[Excerpts of bounding box data]
===============

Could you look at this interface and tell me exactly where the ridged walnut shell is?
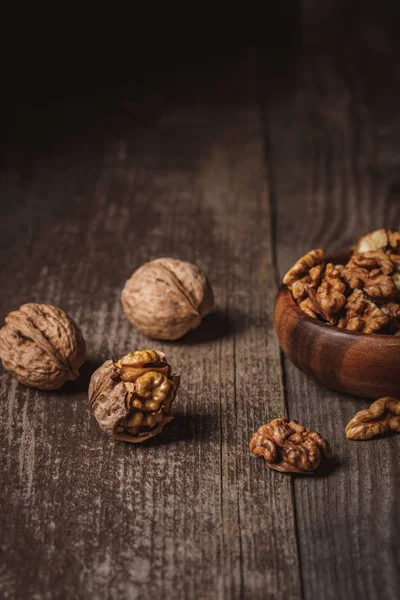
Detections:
[89,350,180,444]
[0,303,86,390]
[121,258,214,340]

===============

Exercise directions - Swap every "walnut" in the material above for "pecan", keep everything else the same, and leave the pictures out of your answer.

Full solution -
Could you look at this interface and tell me exactly where the ridged pecan shell is?
Detections:
[89,350,180,444]
[0,303,86,390]
[121,258,214,340]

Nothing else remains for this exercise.